───── Given entries ─────

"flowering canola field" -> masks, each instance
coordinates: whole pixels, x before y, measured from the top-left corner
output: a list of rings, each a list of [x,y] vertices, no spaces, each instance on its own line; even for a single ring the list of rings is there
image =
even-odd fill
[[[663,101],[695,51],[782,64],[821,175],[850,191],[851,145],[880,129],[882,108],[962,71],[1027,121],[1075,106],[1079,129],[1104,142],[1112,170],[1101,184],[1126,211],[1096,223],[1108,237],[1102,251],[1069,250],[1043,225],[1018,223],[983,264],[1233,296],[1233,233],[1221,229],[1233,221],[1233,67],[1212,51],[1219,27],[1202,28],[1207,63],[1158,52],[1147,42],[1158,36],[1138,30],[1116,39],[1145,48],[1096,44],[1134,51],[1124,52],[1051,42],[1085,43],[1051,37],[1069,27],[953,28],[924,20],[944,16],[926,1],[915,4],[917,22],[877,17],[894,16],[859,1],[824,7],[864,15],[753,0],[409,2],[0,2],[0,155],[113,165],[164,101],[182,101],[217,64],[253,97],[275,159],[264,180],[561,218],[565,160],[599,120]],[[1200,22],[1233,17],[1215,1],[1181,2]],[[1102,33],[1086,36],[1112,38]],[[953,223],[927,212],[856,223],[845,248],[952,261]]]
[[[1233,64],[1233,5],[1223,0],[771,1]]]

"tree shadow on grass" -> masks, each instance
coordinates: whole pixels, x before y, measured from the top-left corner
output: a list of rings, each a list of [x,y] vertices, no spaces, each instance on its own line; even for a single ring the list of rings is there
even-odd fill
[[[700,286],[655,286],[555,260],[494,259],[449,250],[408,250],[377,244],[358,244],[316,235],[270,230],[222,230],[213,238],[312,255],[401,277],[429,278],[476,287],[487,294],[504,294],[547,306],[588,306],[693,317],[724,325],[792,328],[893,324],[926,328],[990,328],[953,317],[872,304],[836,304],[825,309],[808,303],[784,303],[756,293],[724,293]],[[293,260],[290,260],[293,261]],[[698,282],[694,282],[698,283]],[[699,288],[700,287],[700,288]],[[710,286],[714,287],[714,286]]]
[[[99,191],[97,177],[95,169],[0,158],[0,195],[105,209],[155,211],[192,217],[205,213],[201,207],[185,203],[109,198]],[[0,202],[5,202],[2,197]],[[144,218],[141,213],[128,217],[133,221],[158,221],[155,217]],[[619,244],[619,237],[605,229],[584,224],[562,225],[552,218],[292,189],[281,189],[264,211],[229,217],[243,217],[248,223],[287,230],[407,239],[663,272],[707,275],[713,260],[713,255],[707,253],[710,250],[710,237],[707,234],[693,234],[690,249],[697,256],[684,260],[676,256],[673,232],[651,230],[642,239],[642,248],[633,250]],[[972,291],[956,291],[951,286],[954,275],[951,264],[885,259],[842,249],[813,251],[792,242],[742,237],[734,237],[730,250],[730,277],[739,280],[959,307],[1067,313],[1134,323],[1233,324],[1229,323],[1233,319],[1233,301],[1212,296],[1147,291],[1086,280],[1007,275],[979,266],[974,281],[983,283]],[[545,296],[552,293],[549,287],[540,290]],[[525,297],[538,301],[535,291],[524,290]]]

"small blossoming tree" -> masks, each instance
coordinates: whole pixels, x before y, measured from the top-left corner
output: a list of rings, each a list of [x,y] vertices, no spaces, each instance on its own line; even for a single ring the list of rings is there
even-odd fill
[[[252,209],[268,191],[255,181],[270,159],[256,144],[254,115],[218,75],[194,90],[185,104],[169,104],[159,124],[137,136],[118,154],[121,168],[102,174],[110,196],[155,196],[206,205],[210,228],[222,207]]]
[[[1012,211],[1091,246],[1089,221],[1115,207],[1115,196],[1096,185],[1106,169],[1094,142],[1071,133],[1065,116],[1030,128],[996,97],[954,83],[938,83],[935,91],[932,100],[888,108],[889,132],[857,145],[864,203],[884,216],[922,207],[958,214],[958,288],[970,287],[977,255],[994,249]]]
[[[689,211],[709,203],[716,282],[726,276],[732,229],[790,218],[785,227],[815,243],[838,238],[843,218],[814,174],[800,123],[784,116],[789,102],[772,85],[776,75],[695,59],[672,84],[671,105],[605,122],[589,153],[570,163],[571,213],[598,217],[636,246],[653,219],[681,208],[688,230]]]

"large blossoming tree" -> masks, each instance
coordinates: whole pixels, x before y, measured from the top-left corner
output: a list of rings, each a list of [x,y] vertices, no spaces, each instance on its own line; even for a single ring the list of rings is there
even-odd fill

─────

• Task description:
Your task is to retype all of the records exactly.

• Output below:
"flowering canola field" -> masks, each instance
coordinates: whole pixels, x before y, measured from the top-left corner
output: a list of rings, each a list of [x,y] vertices, no spaces, each instance on its own line; even for a single ring the list of rings is there
image =
even-odd fill
[[[663,101],[695,51],[782,64],[821,175],[850,191],[851,145],[880,129],[882,108],[962,71],[1027,121],[1075,106],[1079,129],[1104,142],[1112,170],[1101,184],[1126,211],[1096,223],[1108,237],[1102,251],[1069,250],[1043,225],[1018,223],[983,264],[1233,296],[1233,233],[1221,229],[1233,221],[1233,67],[1212,51],[1219,27],[1202,28],[1207,63],[1158,52],[1147,42],[1158,36],[1138,30],[1116,39],[1145,48],[1096,44],[1134,51],[1124,52],[1051,42],[1085,43],[1051,37],[1069,27],[953,28],[924,20],[944,16],[926,1],[915,4],[917,22],[877,17],[894,16],[859,1],[824,7],[864,15],[753,0],[409,2],[0,2],[0,155],[113,165],[164,101],[182,101],[217,64],[253,97],[275,159],[264,180],[561,218],[565,160],[599,120]],[[1200,22],[1233,17],[1215,1],[1181,2]],[[1102,33],[1086,36],[1112,38]],[[953,223],[927,212],[856,223],[845,248],[952,261]]]
[[[1233,64],[1233,5],[1223,0],[771,1]]]

"tree shadow on grass" -> masks, each instance
coordinates: whole pixels, x before y, measured from the top-left corner
output: a list of rings, each a list of [x,y] vertices, no spaces, each instance on its own line; even for a single ring the list of rings is there
even-odd fill
[[[700,286],[655,286],[555,260],[494,259],[449,250],[408,250],[377,244],[358,244],[316,235],[270,230],[222,230],[213,238],[312,255],[401,277],[429,278],[476,287],[487,294],[504,294],[547,306],[588,306],[693,317],[724,325],[792,328],[893,324],[926,328],[990,328],[953,317],[872,304],[836,304],[825,309],[808,303],[784,303],[756,293],[724,293]],[[293,260],[290,260],[293,261]],[[698,282],[694,282],[698,283]],[[699,288],[700,287],[700,288]],[[710,286],[714,287],[714,286]]]
[[[99,191],[97,177],[95,169],[0,158],[0,195],[105,209],[155,211],[192,217],[205,213],[201,207],[185,203],[109,198]],[[0,202],[5,202],[2,197]],[[144,218],[141,213],[128,217],[133,221],[158,221],[155,217]],[[619,244],[619,237],[605,229],[584,224],[562,225],[552,218],[292,189],[281,189],[264,211],[229,217],[243,217],[248,223],[287,230],[407,239],[663,272],[707,275],[713,260],[713,255],[707,253],[710,250],[710,237],[707,234],[693,234],[690,249],[697,256],[684,260],[676,256],[673,232],[651,230],[642,239],[642,248],[633,250]],[[972,291],[956,291],[951,286],[954,275],[951,264],[885,259],[842,249],[813,251],[792,242],[742,237],[734,237],[730,250],[730,277],[739,280],[959,307],[1067,313],[1134,323],[1233,324],[1229,323],[1233,319],[1233,301],[1212,296],[1147,291],[1086,280],[1007,275],[979,266],[974,281],[983,283]],[[545,296],[552,293],[549,287],[540,290]],[[525,297],[538,301],[535,291],[524,290]]]

"small blossoming tree" -> masks, each instance
coordinates: whole pixels, x before y, measured from the top-left corner
output: a list of rings, each a list of [x,y] vertices, no spaces, each instance on its own line; even for a single ring the list of rings is there
even-odd fill
[[[252,209],[268,191],[255,181],[270,159],[256,144],[254,115],[218,75],[194,90],[185,104],[169,104],[159,124],[137,136],[118,154],[121,168],[102,174],[110,196],[155,196],[206,205],[210,228],[222,207]]]
[[[1012,211],[1091,246],[1089,221],[1115,207],[1115,196],[1096,185],[1106,169],[1094,142],[1071,133],[1065,116],[1030,128],[996,97],[954,83],[938,83],[935,91],[932,100],[888,108],[889,132],[857,145],[864,203],[884,216],[922,207],[958,214],[958,288],[970,287],[977,255],[994,249]]]
[[[689,211],[709,203],[716,282],[726,276],[732,229],[790,218],[785,227],[815,243],[838,238],[843,218],[814,174],[800,123],[784,116],[789,102],[772,85],[776,75],[695,59],[672,84],[671,105],[605,122],[589,153],[570,163],[571,213],[598,217],[636,246],[653,219],[681,208],[688,230]]]

"large blossoming tree" -> masks, each instance
coordinates: whole pixels, x before y, measured from the top-left corner
output: a list of rings, each a list of [x,y] vertices, no spaces, each instance on its own line; even for a single ring the list of rings is there
even-odd fill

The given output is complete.